## GIVEN TASK
Please reproduce the stretch of the XFS tuning discussion from "- high level" through "would be useful.)" word for word.

-- start of TEXT SEGMENT --

On 27/09/17 17:33, Dave Chinner wrote:
> On Wed, Sep 27, 2017 at 02:56:16PM +1300, Ewen McNeill wrote:
>> As a suggestion the FAQ section [hint at reason for RAID10 sw=N/2]
> 
> This assumes the reader understands exactly how RAID works and how
> the different types of RAID affect IO performance. The FAQ simply
> tries to convey how to get it right without going into the
> complicated reasons for doing it that way.

Fair enough.

However, as a "sysadmin searching for answers" it is.... difficult to 
judge the up-to-date-ness and accuracy of "use these magic values" 
tuning information without some insight into why and thus whether those 
values (a) are still applicable with modern software/hardware or (b) 
applicable in one's own situation.  Particularly so when one has already 
read N different variations on recommendations, all without 
justification, some with conflicting (or confused) advice.

If the FAQ isn't the right place to even hint at the reasons, then it 
would at least be very helpful if the FAQ said "see this $REFERENCE for 
more information" and said $REFERENCE had some more "behind the scenes" 
information.

> https://git.kernel.org/pub/scm/fs/xfs/xfs-documentation.git/tree/admin/XFS_Performance_Tuning/filesystem_tunables.asciidoc
> 
> You'll see the section about all this reads: [TODO]
> because nobody (well, me, really) has had the time to write
> everything down that is needed to cover this topic sufficiently...

Perhaps the perfect is the enemy of the good here.  Would it help if I 
were to write up some text covering:

- key storage alignment tuning aims (avoid work amplification, eg RMW; 
avoid hot spots; increase parallelism)

- summary of physical storage technology concerns (4K sectors, seek 
latency, SSD erase blocks)

- summary of considerations for RAID levels (1 - none; 0 - hot spots; 
5/6 RMW, hot spots; 10 - hot spots; stripe size/width)

- summary of storage virtualisation considerations on alignment (eg, LVM)

- high level advice on determining su/sw given the above, and short 
rationale for each formula

- some observations on unit confusion (sunit/su swidth/sw, values 
supplied in 512 byte sectors / kB versus reported in usually 4kB blocks)

I'm obviously not an expert in filesystem layout optimisation.  But I 
have many years sysadmin experience dealing with lots of types of 
storage, and can write a couple of pages of text on the "background" 
bits next time I have a free moment.  The more advanced tunables could 
remain "todo" until there's time for the perfect version...

(No promises when, but "October" seems plausible if this would be useful.)

Ewen

^ permalink raw reply	[flat|nested] 11+ messages in thread

* Re: Rationale for hardware RAID 10 su, sw values in FAQ
  2017-09-27 23:36       ` Ewen McNeill
@ 2017-09-28  1:39         ` Dave Chinner
  2017-09-28 10:53         ` Emmanuel Florac
  2017-12-19  2:19         ` Ewen McNeill
  2 siblings, 0 replies; 11+ messages in thread
From: Dave Chinner @ 2017-09-28  1:39 UTC (permalink / raw)

-- end of TEXT SEGMENT --
-- start of DATA SECTION --

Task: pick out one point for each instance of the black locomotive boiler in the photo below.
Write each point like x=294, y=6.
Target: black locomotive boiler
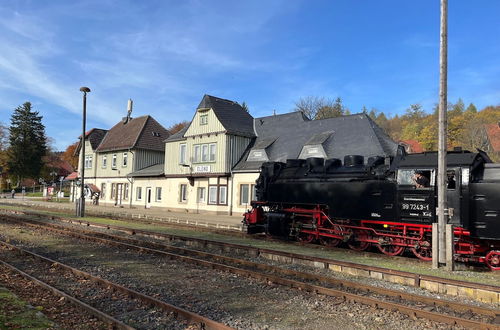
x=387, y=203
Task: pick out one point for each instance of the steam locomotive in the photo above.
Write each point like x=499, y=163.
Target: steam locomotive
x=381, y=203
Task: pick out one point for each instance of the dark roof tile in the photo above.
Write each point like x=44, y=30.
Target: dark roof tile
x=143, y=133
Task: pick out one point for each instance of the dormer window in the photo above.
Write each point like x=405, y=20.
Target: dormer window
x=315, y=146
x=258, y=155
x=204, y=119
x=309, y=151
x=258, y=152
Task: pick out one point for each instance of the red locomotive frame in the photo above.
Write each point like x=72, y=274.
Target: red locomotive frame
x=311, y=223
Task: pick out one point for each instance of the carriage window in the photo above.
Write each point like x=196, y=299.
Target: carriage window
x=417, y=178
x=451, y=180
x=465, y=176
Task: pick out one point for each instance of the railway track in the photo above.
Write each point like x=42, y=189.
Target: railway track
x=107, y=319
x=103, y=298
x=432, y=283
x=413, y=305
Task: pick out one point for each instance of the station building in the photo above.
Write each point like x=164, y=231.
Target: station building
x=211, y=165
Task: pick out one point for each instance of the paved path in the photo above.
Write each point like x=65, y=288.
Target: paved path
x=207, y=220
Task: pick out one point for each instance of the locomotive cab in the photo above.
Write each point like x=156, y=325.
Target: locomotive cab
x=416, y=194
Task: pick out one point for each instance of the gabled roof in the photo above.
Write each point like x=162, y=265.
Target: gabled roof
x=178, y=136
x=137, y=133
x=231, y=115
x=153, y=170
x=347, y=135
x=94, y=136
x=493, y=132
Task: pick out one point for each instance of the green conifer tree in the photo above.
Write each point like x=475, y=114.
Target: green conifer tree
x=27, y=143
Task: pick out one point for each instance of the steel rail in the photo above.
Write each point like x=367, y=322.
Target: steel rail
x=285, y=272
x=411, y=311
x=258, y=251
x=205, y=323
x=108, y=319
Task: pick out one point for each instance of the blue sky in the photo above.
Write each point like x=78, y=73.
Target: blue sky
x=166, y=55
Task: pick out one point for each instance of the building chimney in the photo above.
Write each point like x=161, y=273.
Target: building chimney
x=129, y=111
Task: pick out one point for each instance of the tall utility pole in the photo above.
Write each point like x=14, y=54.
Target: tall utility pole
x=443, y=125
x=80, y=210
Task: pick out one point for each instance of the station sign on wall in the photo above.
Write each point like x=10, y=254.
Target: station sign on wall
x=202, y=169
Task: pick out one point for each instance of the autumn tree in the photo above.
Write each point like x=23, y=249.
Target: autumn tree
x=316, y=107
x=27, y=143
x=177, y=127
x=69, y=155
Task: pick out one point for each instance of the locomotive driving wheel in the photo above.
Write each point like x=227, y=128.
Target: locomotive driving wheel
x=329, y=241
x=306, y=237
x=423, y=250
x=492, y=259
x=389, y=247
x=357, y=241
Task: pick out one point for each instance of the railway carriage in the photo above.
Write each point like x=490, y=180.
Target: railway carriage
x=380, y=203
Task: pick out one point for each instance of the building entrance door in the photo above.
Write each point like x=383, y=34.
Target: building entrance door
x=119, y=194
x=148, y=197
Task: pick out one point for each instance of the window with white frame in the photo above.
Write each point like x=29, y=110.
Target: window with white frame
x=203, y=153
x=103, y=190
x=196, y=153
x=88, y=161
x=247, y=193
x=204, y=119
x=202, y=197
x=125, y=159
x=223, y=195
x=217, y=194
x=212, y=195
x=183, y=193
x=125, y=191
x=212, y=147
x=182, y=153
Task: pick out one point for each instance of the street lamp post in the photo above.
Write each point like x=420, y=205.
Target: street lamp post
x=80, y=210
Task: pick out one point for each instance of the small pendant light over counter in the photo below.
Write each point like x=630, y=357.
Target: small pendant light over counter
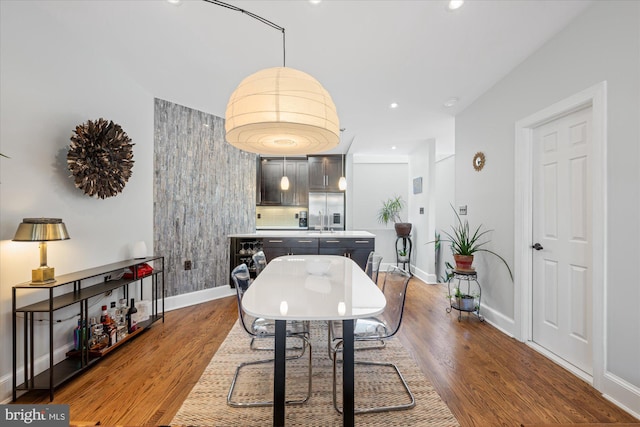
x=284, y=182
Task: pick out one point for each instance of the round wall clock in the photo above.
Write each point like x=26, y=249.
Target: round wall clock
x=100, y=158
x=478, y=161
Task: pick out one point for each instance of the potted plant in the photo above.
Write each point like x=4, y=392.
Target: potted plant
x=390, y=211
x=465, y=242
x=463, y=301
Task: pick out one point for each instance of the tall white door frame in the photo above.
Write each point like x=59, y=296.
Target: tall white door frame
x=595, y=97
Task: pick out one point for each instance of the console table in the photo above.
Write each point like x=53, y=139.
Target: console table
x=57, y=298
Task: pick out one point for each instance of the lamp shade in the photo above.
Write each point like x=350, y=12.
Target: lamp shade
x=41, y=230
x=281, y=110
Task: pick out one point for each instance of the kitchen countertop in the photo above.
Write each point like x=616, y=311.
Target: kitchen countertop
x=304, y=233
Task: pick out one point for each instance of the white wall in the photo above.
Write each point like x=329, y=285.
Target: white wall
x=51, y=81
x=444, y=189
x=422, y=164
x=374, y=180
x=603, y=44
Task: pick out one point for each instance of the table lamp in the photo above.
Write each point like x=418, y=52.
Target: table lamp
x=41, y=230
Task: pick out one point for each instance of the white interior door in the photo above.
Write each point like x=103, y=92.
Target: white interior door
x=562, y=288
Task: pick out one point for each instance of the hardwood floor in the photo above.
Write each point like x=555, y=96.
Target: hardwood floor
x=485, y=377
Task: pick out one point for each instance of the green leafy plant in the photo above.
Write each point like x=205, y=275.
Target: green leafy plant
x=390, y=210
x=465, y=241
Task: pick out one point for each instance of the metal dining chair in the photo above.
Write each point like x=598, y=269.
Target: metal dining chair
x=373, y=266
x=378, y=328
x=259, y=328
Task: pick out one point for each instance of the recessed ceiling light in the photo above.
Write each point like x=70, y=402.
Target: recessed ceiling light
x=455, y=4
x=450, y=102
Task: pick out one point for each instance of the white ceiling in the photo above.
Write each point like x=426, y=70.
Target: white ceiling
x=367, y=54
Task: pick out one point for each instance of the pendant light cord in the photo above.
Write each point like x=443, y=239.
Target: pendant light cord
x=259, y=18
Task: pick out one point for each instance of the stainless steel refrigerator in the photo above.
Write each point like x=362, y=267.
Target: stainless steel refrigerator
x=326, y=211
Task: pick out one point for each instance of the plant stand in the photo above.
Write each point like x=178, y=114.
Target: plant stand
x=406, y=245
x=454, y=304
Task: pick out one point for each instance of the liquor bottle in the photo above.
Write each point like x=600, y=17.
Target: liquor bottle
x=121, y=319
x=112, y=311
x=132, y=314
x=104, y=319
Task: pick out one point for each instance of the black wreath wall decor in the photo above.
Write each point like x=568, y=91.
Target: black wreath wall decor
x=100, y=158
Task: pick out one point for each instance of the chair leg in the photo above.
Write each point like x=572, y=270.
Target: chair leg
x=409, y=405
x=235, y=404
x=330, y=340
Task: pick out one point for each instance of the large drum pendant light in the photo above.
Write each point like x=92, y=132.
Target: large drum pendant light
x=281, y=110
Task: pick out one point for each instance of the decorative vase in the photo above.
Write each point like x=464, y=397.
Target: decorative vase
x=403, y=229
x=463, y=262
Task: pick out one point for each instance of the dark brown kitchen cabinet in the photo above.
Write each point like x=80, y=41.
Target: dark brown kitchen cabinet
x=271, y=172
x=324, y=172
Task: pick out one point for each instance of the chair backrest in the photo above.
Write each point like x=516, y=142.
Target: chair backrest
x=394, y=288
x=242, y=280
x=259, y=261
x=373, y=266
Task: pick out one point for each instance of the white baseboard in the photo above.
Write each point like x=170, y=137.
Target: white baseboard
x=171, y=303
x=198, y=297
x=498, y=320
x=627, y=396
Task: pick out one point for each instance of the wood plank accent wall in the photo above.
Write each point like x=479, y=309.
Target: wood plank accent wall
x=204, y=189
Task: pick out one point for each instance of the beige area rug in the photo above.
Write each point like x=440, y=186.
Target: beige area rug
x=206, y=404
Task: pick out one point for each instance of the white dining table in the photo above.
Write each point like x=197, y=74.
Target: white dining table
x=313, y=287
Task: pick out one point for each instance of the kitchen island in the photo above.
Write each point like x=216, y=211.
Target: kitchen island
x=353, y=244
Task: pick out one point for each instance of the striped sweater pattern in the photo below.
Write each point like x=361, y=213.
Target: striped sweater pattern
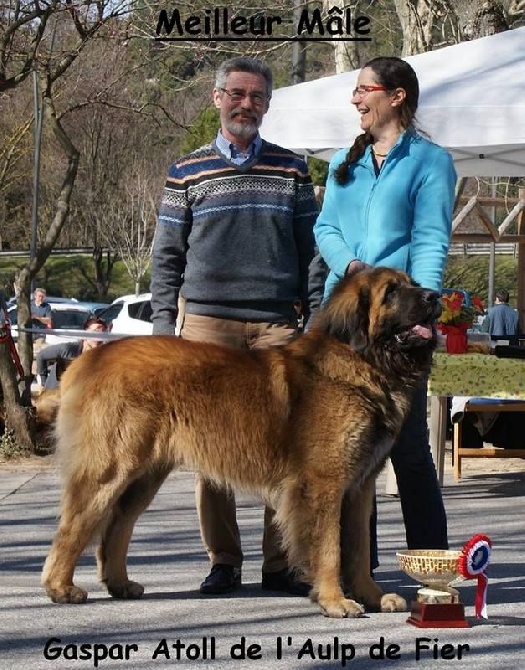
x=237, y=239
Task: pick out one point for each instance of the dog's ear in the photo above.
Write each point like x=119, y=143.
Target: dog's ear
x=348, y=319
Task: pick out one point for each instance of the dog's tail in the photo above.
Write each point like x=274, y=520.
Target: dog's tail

-- end of DATA SECTION --

## CORRECT RESPONSE
- high level advice on determining su/sw given the above, and short 
rationale for each formula

- some observations on unit confusion (sunit/su swidth/sw, values 
supplied in 512 byte sectors / kB versus reported in usually 4kB blocks)

I'm obviously not an expert in filesystem layout optimisation.  But I 
have many years sysadmin experience dealing with lots of types of 
storage, and can write a couple of pages of text on the "background" 
bits next time I have a free moment.  The more advanced tunables could 
remain "todo" until there's time for the perfect version...

(No promises when, but "October" seems plausible if this would be useful.)